___ Given entries ___

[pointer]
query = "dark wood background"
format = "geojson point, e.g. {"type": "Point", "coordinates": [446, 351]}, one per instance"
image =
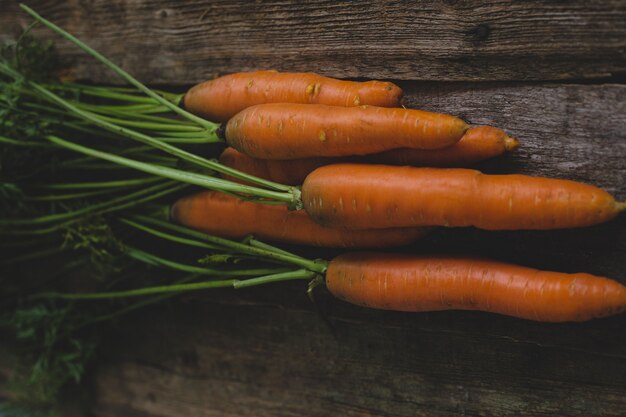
{"type": "Point", "coordinates": [550, 73]}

___

▸ What you are asked to do
Format every line of the items above as a JSON list of strings, with one string per line, skipping blank lines and leaving out the pictures.

▸ Result of the task
[
  "[pointer]",
  "query = \"dark wood background\"",
  "format = \"geojson point, e.g. {\"type\": \"Point\", \"coordinates\": [446, 351]}, one per instance\"",
  "image =",
  "{\"type\": \"Point\", \"coordinates\": [550, 73]}"
]